**Record extracts**
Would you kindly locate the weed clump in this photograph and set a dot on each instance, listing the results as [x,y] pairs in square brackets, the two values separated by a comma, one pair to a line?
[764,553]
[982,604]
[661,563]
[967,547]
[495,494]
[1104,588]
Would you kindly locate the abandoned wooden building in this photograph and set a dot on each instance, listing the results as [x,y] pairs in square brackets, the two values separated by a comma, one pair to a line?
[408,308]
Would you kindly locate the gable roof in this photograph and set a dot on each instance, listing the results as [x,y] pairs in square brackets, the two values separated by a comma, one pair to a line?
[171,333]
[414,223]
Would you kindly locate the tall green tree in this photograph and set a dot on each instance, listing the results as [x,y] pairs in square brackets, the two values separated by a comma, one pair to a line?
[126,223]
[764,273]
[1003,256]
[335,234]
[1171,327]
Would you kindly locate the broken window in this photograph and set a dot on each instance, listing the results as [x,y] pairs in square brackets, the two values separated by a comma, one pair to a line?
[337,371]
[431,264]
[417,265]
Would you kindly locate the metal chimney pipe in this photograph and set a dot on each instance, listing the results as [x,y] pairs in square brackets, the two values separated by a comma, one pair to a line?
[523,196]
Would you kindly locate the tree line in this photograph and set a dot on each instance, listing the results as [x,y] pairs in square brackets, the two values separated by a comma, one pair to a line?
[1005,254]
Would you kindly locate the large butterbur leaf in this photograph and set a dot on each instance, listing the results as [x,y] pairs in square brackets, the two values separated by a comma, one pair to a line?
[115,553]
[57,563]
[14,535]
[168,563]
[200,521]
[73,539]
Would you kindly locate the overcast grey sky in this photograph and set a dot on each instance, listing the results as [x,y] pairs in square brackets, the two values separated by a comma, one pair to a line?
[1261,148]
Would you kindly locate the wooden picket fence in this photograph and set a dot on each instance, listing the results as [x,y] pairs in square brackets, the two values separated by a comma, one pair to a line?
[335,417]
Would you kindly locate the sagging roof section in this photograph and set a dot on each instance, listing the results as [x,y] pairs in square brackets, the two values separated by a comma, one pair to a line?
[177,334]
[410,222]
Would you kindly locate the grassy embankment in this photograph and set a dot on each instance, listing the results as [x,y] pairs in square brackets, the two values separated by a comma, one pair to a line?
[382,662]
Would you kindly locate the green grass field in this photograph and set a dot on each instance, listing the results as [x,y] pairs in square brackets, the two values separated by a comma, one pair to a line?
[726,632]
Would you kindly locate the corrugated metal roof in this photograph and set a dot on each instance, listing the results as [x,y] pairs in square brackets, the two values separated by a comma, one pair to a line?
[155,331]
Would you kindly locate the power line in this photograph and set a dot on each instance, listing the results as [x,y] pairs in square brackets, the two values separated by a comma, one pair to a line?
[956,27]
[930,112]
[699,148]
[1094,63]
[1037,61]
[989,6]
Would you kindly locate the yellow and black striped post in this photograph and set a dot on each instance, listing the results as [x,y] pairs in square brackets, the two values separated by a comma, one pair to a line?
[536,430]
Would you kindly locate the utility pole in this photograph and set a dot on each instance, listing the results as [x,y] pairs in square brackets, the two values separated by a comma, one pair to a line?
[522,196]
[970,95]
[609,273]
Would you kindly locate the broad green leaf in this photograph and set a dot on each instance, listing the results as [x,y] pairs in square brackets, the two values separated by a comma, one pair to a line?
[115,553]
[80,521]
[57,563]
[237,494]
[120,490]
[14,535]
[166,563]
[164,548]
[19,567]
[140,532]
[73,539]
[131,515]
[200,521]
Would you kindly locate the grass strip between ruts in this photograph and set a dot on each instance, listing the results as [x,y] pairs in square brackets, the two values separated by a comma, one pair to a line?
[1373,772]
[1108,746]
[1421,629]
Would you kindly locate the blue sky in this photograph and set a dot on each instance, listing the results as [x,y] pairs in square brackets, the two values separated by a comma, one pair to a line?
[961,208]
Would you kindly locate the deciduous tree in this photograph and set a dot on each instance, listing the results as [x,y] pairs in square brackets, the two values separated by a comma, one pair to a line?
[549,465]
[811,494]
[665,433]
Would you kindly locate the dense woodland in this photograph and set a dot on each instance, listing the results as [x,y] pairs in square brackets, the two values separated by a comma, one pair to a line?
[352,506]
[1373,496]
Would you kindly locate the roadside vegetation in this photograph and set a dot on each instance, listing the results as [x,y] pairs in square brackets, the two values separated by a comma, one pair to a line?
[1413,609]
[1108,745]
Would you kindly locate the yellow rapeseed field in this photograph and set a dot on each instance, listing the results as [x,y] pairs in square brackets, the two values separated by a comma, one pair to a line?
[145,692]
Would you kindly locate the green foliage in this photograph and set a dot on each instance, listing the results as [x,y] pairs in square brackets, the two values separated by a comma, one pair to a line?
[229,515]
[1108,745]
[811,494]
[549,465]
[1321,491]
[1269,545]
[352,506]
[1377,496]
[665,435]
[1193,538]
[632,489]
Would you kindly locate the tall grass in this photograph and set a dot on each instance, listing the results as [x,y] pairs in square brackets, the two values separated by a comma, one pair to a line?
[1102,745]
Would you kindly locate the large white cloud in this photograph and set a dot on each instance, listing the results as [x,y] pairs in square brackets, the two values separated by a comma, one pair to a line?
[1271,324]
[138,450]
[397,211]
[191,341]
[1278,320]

**What the task requires**
Reproduce the entries above exactly.

**Reply**
Would you kindly locate the weed clump in this photograph and set a dot on each instance, listing the results as [x,y] pairs in square brackets, the two values separated by a comma, one pair to a line?
[764,553]
[982,604]
[661,563]
[967,547]
[495,494]
[1104,588]
Would you kindly locate the abandoned wooden building in this photograph and set a dot on each instance, listing the results as [x,y] pairs in square brackets, the two values separated by a comma, one pair to a line?
[408,308]
Would you kindly locate the gable roof in this photograph and set a dot on each instance, listing the results as [x,y] pairs in square brackets, the two values separated by a comma, one pair to a line?
[171,333]
[414,223]
Would you kindly locate the tall green tree in this photograph and set a dot on each instance, listing the results as [x,y] pairs in square brackets, the two values separated by a comma, one pair to a line?
[126,223]
[764,273]
[1003,256]
[335,234]
[1171,327]
Would you kindly locate the broken window in this photograph and set a dot on each instance, listing the results as [x,y] pairs in square brackets, the two values separated by a comma, one pair to a line?
[337,371]
[431,264]
[417,265]
Would you kindly locate the metal chimney pipe in this photograph and set a dot on each instance, listing the results as [x,y] pairs in square brackets, the two values separated by a comma, one pair to a line?
[523,196]
Would you kindly locate the tree line in this photograph and set a dot on each instance, listing the results as [x,y] pairs in square brackets, the two values separated by a comma, one pair to a line?
[1005,254]
Would you kindly locate the large butterbur leaf in this photograph and set a dot on each instance, listing the results as [x,y] pairs in square brackets, the two values separated by a comma, one pair to a line?
[115,553]
[57,563]
[14,535]
[168,563]
[200,521]
[73,539]
Would you kindly locate the overcast grey sky in this photograph and set a dot on each instance, listing the results as [x,y] pairs in square brackets, the two values separated by a comma, one pair to a line?
[1261,148]
Would you kindly locate the wooden picket fence in this photograph and set a dot on each instance, listing the results as [x,y] pairs in square brackets, the two values separated by a comma, one pair to a line?
[335,417]
Would you kindly locate the sagging roof section in this photograph and set a dot on each instance, listing the results as [x,y] pairs in square brackets, the two values separated by a comma, one pair to a line?
[177,334]
[410,222]
Would you kindly locate the grassy embankment in this photograph and set a dot on each instance, listing the results as [x,y] pairs in square brackets, the two values separated by a comma, one pair to a line?
[382,662]
Would you kindly locate the green grass field in this photograph and set a dot on each instance, listing the results as [x,y] pairs in square brackets, the two values separated by a comma, one pair to a line?
[726,632]
Would you kindly locate the corrugated metal roof in this photograph and set a dot on each instance, listing the results as [x,y] pairs in square brackets, the two values separated by a comma, one pair to a line?
[155,331]
Would you kindly locate the power line in this photograph and set a dot on each instance, listing the results as [x,y] pairs in square brackets, the two values separated by a comma, one pair to a line?
[956,27]
[930,112]
[699,148]
[1094,63]
[1037,61]
[989,6]
Would you kindly locate the yellow and black striped post in this photograph and set a dot on each instance, listing the results as [x,y] pairs in square brackets, the two values separated by a comma, one pair to a line?
[536,430]
Would you kindly locate the utility pole in this photograph and set a dot on each instance, listing the results as [x,y] pairs in square brackets, the two values separated by a comma, one pair to a line?
[522,196]
[970,95]
[609,273]
Would you kindly locate the broad green leaf in this photograph and set a dot on each instance, listing the results as [x,y] pairs in square brackets, the two values separated by a comma, one pair to a line?
[115,553]
[80,521]
[57,563]
[237,494]
[120,490]
[14,535]
[166,563]
[164,548]
[19,567]
[140,532]
[73,539]
[131,515]
[200,521]
Would you kindly locate the grass strip between ruts in this photograph and set a dot on each instance, listing the results as [x,y] pairs in square brackets, the two values separated by a comma, one pair to a line?
[1373,772]
[1108,746]
[1421,629]
Would you kindly locate the blue sky in this photograph and set a dot on each instance, listing the results as [x,y] pairs in square brackets, the two values separated by a comma, one pair to a line?
[961,208]
Would you kindly locate the deciduous tree in this photograph and set a dot on each instance, listing the results as [x,y] pairs in square brackets, the two values separated by a comma, one pair to a line?
[549,465]
[811,494]
[665,433]
Would you kindly locate the dense woodland in this photograph and set a dot on each instance, listing the results as [x,y] pairs in square brackets, the two values separated by a comma, one pair to a line?
[352,506]
[1373,496]
Would you kindly locate the roadside vegetation in this photograph and set a dot on each instance, listing the results as [x,y] pairs in square brackets, the two values separated by a comma, one pair to a line?
[1413,609]
[1108,745]
Would you kindly locate the yellow rapeseed field in this photograph and set a dot on each instance, listing the results as [x,y] pairs in square brackets, the two values separated by a comma, one pair to a line?
[145,692]
Would you kindly locate the green foliage in this photograph and set a dot on each instance, listing the results as [x,y] pairs in square brackets, the two values separated by a comma, one pair to a line?
[229,515]
[1108,745]
[811,494]
[549,465]
[1321,491]
[1269,545]
[352,506]
[1377,496]
[665,435]
[1193,538]
[632,489]
Would you kindly locate the tall grass in this photograph and set a dot on each instance, listing the results as [x,y] pairs in square brackets, the two values separated by a comma, one pair to a line?
[1102,745]
Would you kindly locate the large white cloud in this photograph and set a dot on each instance, listing the results as [x,y] pairs in square brackets, the two values separated by a comma, one pair to a line?
[1271,324]
[138,450]
[397,211]
[191,341]
[1278,320]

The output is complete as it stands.